### Problem
Summarize the market report on Asian stocks below in two sentences.

*** Text passage ***

Asian stocks rose amid speculation global policy makers will join the Reserve Bank of Australia in taking steps to stimulate economic growth and after a four-day drop left the regional gauge at the cheapest level this year.
Commonwealth Bank of Australia, the nation’s biggest lender by market value, advanced 1.9 percent as the central bank cut interest rates. Canon Inc. (7751), a Japanese camera maker whose shares fell yesterday to the lowest level since April 2009, gained 3.4 percent on a stock buyback plan. Qantas Airways Ltd. (QAN) tumbled 19 percent in Sydney to a record low after forecasting full-year profit may plunge as much as 91 percent.
The MSCI Asia-Pacific Index (MXAP) rose 1.3 percent to 110.43 as of 8:07 p.m. in Tokyo, snapping a four-day decline and recouping some of yesterday’s 2.1 percent loss. Almost three stocks rose for each that fell on the gauge.
“We are likely to see a reasonably strong policy response in a number of countries,” said Angus Gluskie, managing director at White Funds Management in Sydney, who manages more than $350 million. “It’s stacking up to be a reasonably good buying opportunity.”
The MSCI Asia-Pacific has fallen 14 percent from its peak this year on Feb. 29. The measure slumped 10 percent in May, the biggest monthly loss since October 2008, when global markets tumbled following the collapse of Lehman Brother Holdings Inc. Equities continued declines this month as a U.S. jobs report added to concern global growth is slowing amid a deepening debt crisis in Europe.
South Korea’s Kospi Index gained 1.1 percent. Japan’s Nikkei 225 (NKY) Stock Average rose 1 percent, while the broader Topix Index, which yesterday plunged to a level not seen since 1983, rose 1.8 percent.
Taiwan’s Taiex Index jumped 1.5 percent on speculation the government will take steps to boost stocks after the benchmark index slumped the most in almost seven months yesterday.
Australia’s S&P/ASX 200 (AS51) Index jumped 1.5 percent. The Reserve Bank of Australia cut the benchmark interest rate today by a quarter point to 3.5 percent, the lowest level since 2009, as concern about Europe’s fiscal problems and slowing Chinese growth outweighed low domestic unemployment.
Australian bank shares climbed. Commonwealth Bank gained 1.9 percent to A$50. Australia & New Zealand Banking Group Ltd. advanced 2.2 percent to A$21.32. National Australia Bank Ltd. (NAB) rose 2.4 percent to A$22.55 and Westpac banking Corp. climbed 1.9 percent to A$20.59.
Finance ministers and central bank governors from the Group of Seven countries will hold a call today to discuss Europe’s debt crisis, Canadian Finance Minister Jim Flaherty told reporters yesterday in Toronto.

*** Raw data ***

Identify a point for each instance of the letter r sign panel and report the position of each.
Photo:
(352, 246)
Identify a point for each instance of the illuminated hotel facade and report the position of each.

***

### Solution
Asian stocks rose, with the MSCI Asia-Pacific Index gaining 1.3 percent and snapping a four-day decline, amid speculation that global policy makers will join the Reserve Bank of Australia in taking steps to stimulate economic growth. The Reserve Bank of Australia cut its benchmark interest rate by a quarter point to 3.5 percent, and Australian bank shares climbed, while Canon gained 3.4 percent on a stock buyback plan and Qantas tumbled 19 percent after forecasting that full-year profit may plunge as much as 91 percent.